▸ **Exercise directions**
Answer these questions from the text below on Saudi education and training:
(a) How many summer 2018 training programs did the teachers enroll in?
(b) Which tech company partnered with Princess Nourah bint Abdulrahman University to train and certify female data scientists?
(c) How many additional students were certified in cloud infrastructure?

▸ **Document segment**
☆ ☆ ☆ ☆ ☆ ☆ ☆

Teachers’ CPD – Summer 2018
- 118,089 male and female teachers from Saudi education departments in various regions enrolled in 4,297 summer 2018 training programs organised by the Ministry of Education
- The ministry said it was aiming to further qualify the teachers so as to improve the output from schools
First Batch Of Female Data Scientists Certified In Saudi Arabia July 2018
- Princess Nourah bint Abdulrahman University (PNU), the largest university for women in the world, partnered with tech giant Dell to train and certify Saudi Arabia’s first female data scientists
- The university’s College of Computer and Information Sciences said it has successfully trained 57 female data science and big data analytics students with an additional 103 students certified in cloud infrastructure
- Auhood Alfaries, Dean of the College of Computer and Information Sciences, said: “Building a comprehensive curriculum to cover the essential knowledge area for the computing disciplines and to equip our students with the skills required for the future workplace is a priority for Princess Nourah bint Abdulrahman University. We strive to continually evolve to contribute towards building a knowledge-based economy, in alignment with the Saudi Vision 2030. We will achieve this through strategic academic partnerships such as the Dell EMC External Research and Academic Alliance program which plays a crucial role in effectively developing our students into tomorrow’s workforce.”

☆ ☆ ☆ ☆ ☆ ☆ ☆

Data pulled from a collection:
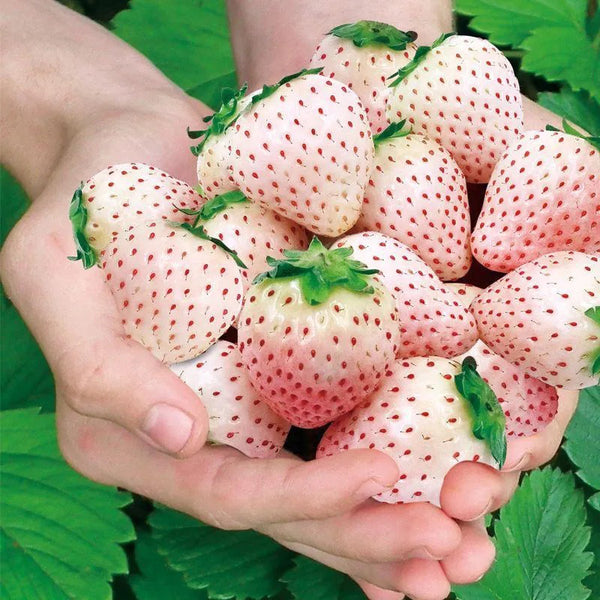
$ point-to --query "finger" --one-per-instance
(472, 490)
(474, 556)
(420, 579)
(376, 532)
(219, 485)
(373, 592)
(530, 452)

☆ ☆ ☆ ☆ ☆ ☆ ☆

▸ **Result**
(a) 4,297
(b) Dell
(c) 103